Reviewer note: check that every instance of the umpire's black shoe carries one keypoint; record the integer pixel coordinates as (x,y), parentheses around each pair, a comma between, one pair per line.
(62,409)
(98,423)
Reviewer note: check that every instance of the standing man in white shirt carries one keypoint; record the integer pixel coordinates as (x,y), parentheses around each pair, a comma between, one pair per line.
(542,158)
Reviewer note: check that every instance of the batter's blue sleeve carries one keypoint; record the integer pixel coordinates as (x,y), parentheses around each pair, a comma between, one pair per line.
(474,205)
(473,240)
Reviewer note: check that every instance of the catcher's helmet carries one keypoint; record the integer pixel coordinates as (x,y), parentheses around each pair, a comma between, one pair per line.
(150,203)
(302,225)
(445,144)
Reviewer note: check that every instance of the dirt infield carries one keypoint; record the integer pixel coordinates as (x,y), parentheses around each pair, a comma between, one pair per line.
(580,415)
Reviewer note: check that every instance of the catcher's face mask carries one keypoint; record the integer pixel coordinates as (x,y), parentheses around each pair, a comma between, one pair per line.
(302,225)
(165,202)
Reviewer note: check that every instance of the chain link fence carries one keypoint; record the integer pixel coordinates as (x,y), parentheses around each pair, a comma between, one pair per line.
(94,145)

---

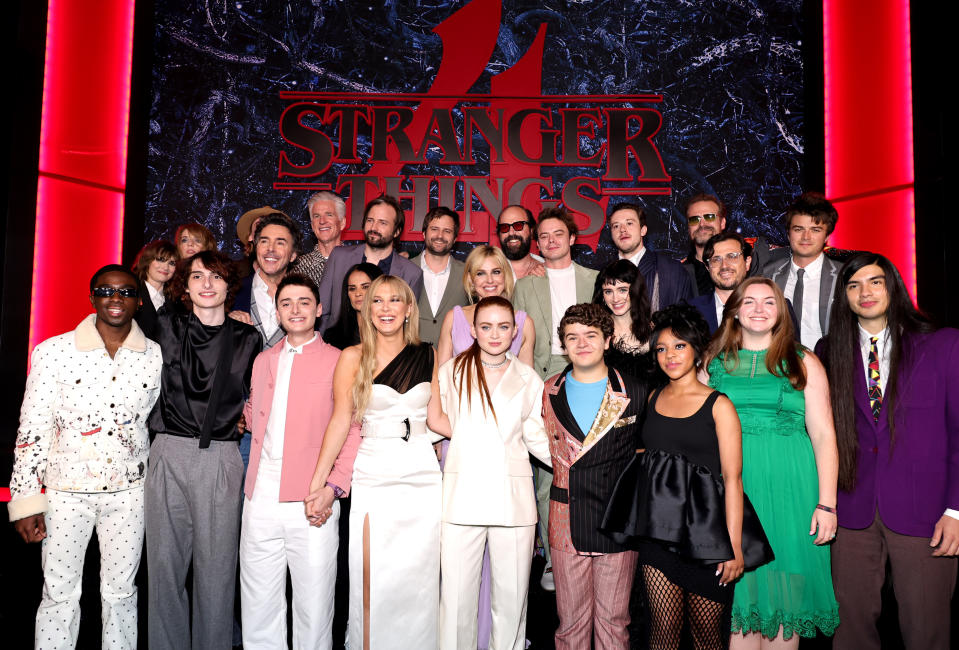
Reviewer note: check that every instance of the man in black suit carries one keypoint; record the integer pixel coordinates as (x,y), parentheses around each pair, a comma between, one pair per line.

▶ **WRITTEN EXERCISE**: From the listing above, pull every line that contains the word "black" and copy each one unchanged.

▶ **REPLY**:
Reviewer note: check that every instance of the umpire's black shoe carries one keypoint; record the integer pixel coordinates as (x,y), parentheses around each pair, a comma between, one pair per line.
Reviewer note: check that every instance of the man in black suit carries one keypoint; record the integer pixel coordinates as (x,y), parentheses around each pair, a comma between, one pair per line.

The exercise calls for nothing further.